• What the task asks:
In the text below on apologies for Canada's residential school system, condense the paragraph beginning "However, on June 11, 2008" into a short bulleted list that keeps its main facts.

• Document text:
--------------------
The article, “Canada’s “Genocide” which published in 1999, claims no Canadian body has ever officially taken responsibility, or apologized, for the policies (Michael 445).
However, on June 11, 2008 – Prime Minister Harper offered Canada’s aboriginal peoples an official apology for the government’s involvement in the Indian residential school system and its ongoing policy of forced assimilation. Also, the University of Manitoba apologizes for the century-long assimilation policy – which means stealing a generation. We apologize to our students who are the children, the grandchildren and great-grandchildren of Indian residential school survivors. We apologize to our Indigenous faculty, who has also been directly or indirectly harmed by the Indian residential school system (Kathryn).
However, for those survivors, they said “We can receive it [the apology], but it’s up to us as individuals to decide if we accept it. There is still healing to go on, and that may take generations to happen. This goes a long way in helping some of us.” (Kathryn).
John S. Milloy pointed out the long-term impacts for those natives. It is clear that the schools have been, arguably, the most damaging of the many elements of Canada’s colonization of this land’s original peoples and, as their consequences still affect the lives of Aboriginal people today, they remain so (Erin).
--------------------
Point localization data:
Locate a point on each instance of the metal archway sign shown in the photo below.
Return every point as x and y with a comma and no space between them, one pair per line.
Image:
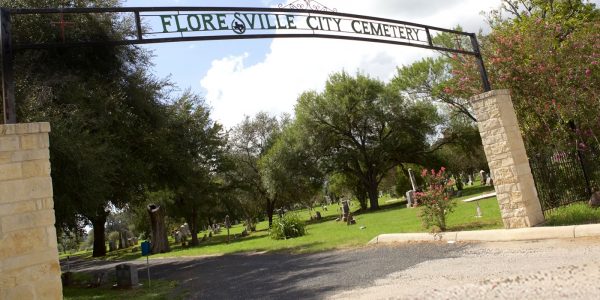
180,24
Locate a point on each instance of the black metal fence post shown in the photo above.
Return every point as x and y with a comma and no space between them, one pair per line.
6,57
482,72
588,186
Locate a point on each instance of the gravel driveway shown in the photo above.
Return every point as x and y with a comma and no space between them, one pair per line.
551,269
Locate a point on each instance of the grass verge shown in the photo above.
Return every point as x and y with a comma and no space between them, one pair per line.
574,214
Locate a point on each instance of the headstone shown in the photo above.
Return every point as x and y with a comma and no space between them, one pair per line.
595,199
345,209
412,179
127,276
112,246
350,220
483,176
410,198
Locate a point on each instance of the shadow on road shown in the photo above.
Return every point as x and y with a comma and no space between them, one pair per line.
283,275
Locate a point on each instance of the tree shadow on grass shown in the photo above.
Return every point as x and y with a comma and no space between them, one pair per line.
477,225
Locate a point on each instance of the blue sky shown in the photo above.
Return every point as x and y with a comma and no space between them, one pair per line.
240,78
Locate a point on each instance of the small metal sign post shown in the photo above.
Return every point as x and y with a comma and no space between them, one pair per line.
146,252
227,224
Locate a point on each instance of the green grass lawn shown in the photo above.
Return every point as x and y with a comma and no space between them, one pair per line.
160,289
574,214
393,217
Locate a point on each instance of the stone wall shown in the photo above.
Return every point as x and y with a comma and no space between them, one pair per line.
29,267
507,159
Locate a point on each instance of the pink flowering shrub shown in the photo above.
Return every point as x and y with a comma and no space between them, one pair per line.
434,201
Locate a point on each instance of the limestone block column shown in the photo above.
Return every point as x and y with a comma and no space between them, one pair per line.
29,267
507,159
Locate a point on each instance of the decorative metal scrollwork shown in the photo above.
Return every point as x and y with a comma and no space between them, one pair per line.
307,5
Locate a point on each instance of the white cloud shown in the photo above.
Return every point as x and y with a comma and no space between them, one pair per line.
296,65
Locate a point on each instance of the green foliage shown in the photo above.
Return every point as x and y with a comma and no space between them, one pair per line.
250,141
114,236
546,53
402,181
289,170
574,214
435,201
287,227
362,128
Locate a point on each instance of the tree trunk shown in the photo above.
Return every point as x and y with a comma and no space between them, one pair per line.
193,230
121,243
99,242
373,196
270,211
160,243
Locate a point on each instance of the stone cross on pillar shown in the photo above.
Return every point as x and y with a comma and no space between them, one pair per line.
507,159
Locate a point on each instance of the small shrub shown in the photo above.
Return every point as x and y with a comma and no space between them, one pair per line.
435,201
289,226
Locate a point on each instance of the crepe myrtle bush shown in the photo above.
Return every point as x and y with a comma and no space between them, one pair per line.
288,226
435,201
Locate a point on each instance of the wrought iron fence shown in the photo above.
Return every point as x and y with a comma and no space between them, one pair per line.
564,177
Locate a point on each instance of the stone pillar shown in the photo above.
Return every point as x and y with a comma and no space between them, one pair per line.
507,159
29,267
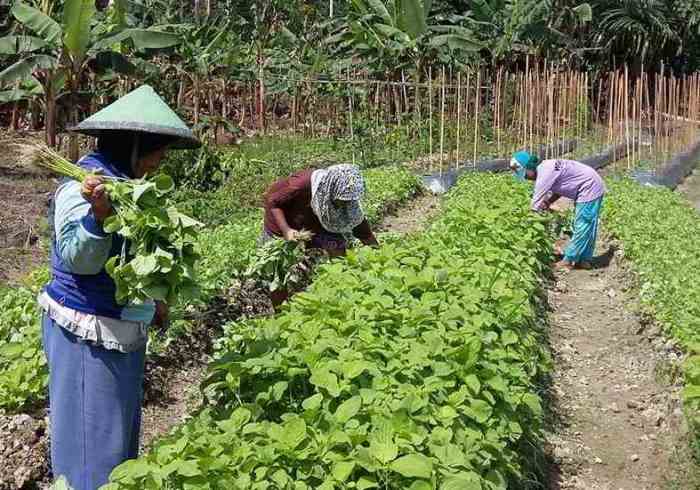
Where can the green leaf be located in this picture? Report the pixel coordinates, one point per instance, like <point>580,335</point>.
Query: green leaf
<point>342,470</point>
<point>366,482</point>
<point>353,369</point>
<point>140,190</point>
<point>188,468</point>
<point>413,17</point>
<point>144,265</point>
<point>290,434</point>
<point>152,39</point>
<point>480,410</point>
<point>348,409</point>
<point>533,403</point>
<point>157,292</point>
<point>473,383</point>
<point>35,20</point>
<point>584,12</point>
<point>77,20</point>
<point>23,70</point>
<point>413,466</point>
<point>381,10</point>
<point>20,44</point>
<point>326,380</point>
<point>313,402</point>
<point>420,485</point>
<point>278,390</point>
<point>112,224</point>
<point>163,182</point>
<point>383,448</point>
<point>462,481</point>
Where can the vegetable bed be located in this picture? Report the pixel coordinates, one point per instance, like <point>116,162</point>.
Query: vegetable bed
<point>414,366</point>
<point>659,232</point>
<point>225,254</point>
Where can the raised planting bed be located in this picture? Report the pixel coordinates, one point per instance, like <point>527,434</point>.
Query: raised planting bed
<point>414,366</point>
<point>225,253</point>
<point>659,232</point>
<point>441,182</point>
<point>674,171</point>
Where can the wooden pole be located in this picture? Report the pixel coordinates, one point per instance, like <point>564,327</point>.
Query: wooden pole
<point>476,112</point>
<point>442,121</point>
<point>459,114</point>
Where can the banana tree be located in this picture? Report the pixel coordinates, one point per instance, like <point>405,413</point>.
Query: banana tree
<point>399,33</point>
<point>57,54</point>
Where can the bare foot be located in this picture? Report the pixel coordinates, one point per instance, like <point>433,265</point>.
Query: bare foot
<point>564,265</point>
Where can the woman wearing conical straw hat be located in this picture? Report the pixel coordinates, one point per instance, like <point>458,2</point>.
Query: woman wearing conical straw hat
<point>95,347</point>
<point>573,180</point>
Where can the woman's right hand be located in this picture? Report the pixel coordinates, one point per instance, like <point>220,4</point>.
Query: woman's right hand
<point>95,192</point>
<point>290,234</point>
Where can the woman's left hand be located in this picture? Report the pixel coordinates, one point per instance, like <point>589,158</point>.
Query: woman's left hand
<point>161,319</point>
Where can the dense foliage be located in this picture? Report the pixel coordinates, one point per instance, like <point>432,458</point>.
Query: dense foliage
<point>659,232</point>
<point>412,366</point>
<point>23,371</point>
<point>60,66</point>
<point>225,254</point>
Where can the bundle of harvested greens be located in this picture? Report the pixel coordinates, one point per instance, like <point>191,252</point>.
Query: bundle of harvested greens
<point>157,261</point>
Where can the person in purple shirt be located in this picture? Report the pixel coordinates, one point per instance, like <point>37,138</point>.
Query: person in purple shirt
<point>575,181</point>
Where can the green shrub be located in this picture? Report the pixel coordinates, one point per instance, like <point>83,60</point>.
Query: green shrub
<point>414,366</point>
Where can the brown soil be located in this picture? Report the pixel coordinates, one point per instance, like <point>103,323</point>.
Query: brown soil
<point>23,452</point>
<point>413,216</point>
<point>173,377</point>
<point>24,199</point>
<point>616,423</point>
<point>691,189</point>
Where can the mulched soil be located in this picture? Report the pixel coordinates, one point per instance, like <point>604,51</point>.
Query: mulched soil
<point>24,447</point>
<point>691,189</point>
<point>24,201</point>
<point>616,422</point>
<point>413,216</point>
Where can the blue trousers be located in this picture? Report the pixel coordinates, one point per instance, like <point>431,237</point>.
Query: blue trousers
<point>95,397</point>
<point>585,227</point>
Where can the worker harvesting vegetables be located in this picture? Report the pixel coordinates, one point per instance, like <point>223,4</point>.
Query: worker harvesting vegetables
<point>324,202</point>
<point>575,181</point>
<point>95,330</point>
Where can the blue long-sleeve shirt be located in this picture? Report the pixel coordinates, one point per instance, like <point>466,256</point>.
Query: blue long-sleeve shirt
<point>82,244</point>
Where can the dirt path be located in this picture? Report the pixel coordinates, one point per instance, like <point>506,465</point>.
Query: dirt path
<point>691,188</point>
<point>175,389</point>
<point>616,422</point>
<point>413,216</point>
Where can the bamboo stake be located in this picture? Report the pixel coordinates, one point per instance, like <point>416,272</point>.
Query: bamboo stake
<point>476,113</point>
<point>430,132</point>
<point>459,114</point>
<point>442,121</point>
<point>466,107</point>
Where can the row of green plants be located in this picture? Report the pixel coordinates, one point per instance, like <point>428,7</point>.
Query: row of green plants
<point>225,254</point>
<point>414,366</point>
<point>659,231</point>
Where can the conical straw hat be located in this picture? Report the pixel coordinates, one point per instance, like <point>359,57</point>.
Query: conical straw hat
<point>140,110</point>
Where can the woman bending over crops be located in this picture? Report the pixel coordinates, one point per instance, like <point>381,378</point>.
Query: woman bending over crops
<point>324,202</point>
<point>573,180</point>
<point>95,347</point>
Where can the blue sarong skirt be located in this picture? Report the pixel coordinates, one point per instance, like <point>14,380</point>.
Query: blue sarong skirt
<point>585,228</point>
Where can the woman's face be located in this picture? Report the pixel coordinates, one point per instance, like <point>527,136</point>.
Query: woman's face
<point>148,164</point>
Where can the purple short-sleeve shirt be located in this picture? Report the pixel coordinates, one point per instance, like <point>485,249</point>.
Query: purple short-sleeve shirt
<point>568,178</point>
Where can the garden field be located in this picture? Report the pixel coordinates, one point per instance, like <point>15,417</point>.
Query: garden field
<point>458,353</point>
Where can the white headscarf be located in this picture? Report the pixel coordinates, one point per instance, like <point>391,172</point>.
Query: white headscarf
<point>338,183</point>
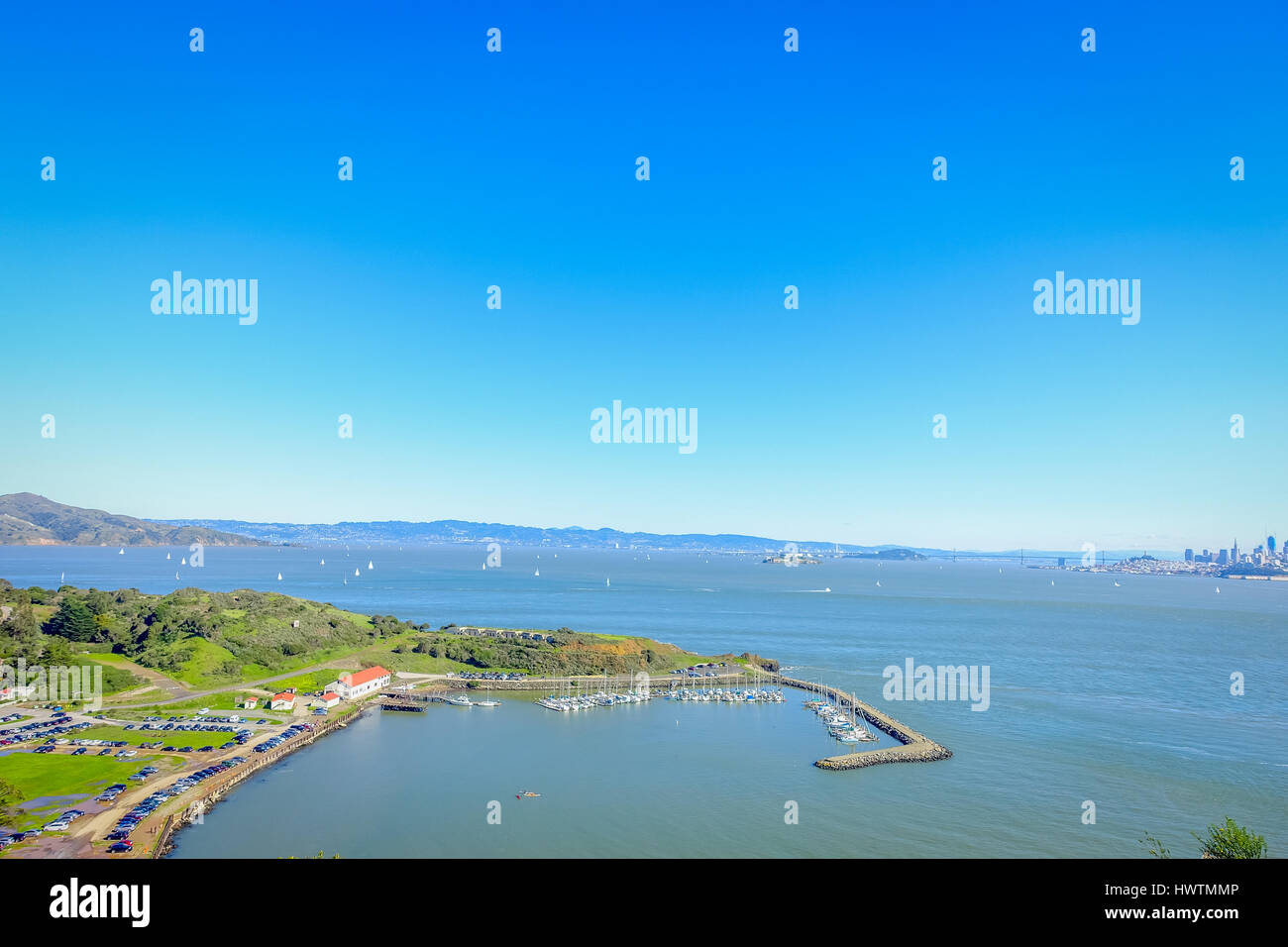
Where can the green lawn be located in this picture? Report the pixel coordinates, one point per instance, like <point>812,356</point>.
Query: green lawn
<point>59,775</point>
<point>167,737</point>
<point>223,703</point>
--------------------
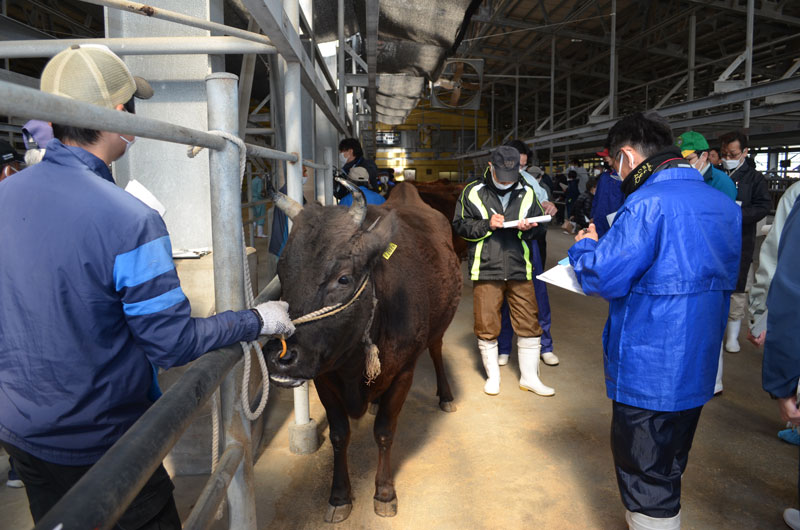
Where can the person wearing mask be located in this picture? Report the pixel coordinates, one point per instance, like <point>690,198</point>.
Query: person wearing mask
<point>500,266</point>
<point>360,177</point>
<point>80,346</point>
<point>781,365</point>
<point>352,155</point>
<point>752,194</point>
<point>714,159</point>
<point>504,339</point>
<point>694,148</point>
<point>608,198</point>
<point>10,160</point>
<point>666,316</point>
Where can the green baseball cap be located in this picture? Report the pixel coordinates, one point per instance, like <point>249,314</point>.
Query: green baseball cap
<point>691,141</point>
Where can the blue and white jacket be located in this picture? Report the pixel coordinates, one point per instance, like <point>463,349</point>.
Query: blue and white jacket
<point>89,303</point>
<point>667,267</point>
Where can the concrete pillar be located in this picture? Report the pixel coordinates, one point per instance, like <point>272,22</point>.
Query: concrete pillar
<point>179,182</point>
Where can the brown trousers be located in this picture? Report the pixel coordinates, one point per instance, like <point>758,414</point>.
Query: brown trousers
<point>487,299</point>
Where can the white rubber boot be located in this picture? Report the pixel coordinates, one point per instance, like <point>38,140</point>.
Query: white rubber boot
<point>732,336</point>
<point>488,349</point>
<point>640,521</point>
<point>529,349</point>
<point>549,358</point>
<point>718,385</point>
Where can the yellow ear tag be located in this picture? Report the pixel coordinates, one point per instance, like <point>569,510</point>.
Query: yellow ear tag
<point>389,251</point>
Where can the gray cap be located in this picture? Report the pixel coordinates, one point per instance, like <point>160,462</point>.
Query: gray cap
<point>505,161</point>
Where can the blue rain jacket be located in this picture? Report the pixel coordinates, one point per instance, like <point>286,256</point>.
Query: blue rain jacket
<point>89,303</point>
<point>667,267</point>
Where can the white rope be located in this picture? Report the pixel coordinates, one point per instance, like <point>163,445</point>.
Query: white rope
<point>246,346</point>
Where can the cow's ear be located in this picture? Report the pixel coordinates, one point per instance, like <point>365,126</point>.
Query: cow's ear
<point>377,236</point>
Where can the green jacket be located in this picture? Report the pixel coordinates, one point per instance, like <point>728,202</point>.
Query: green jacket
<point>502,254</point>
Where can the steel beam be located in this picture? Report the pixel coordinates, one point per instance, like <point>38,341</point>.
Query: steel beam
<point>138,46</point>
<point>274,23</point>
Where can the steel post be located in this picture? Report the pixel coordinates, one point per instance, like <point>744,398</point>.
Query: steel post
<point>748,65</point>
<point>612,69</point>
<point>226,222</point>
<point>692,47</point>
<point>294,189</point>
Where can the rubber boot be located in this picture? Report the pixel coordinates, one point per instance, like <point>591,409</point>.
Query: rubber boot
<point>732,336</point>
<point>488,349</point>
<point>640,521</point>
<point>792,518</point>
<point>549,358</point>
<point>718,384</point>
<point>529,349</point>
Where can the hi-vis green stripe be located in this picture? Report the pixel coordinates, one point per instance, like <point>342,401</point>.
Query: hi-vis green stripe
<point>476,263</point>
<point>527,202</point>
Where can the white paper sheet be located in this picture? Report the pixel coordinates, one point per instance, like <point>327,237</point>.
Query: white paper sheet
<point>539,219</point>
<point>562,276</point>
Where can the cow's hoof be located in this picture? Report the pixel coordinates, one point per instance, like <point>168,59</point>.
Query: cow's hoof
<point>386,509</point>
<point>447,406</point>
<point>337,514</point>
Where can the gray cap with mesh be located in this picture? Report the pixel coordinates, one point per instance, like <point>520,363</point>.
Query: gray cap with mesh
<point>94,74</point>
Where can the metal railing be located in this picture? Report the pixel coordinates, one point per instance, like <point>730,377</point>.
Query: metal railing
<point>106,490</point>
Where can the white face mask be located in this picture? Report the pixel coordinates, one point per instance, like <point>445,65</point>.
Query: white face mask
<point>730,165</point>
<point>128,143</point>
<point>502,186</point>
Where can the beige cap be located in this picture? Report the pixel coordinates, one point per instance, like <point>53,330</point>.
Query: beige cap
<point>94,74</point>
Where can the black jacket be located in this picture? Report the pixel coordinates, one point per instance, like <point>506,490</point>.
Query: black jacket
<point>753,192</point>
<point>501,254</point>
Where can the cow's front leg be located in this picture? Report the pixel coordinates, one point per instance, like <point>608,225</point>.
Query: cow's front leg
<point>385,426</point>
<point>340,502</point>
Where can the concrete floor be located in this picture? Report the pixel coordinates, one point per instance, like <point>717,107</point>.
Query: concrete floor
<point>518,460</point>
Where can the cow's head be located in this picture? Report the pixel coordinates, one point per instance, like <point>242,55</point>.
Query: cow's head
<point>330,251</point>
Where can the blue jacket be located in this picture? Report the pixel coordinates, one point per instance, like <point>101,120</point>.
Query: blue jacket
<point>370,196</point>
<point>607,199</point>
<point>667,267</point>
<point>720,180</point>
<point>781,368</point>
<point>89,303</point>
--------------------
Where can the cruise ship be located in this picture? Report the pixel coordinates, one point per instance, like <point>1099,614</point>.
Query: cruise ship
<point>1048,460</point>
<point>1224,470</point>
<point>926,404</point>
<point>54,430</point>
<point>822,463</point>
--------------------
• Answer to the exercise:
- On June 11, 2008, Prime Minister Harper officially apologized to Canada's aboriginal peoples for the government's involvement in the Indian residential school system and its ongoing policy of forced assimilation.
- The University of Manitoba also apologized for the century-long assimilation policy, which it called stealing a generation.
- The university's apology was addressed to its students who are children, grandchildren and great-grandchildren of residential school survivors.
- It was also addressed to its Indigenous faculty who were harmed, directly or indirectly, by the system.